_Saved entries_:
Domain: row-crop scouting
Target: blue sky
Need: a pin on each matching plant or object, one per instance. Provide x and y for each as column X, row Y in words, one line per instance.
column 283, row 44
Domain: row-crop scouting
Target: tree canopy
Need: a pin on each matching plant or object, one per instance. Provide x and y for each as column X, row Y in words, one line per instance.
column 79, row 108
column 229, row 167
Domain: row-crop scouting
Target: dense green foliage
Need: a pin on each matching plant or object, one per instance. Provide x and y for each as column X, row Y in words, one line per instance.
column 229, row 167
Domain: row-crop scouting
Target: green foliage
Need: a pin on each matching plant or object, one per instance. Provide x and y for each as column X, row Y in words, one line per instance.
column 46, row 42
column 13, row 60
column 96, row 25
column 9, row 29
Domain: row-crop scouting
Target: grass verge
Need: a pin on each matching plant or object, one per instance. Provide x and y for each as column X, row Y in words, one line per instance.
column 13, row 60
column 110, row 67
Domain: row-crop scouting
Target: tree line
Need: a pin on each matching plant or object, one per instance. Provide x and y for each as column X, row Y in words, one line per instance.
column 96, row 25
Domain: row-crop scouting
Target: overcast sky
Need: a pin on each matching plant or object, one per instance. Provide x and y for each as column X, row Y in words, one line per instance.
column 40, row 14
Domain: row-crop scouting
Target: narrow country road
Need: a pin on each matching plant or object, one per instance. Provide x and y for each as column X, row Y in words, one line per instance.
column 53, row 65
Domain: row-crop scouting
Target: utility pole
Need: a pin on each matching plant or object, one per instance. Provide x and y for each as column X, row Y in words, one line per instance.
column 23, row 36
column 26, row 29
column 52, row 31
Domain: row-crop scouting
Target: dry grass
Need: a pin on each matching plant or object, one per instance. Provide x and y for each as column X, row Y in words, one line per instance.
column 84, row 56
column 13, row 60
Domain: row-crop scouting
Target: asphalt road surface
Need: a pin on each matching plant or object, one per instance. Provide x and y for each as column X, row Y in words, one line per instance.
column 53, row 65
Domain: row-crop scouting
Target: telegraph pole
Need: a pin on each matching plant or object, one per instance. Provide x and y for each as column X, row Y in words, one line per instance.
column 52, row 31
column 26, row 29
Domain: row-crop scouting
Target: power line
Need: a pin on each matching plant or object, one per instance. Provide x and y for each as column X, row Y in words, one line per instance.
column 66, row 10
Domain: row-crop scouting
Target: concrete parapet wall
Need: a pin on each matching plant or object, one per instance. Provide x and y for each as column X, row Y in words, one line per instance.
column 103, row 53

_WORK INSTRUCTIONS_: Show the lines where the word "tree" appears in the entries.

_RESPONSE_:
Target: tree canopy
Target: tree line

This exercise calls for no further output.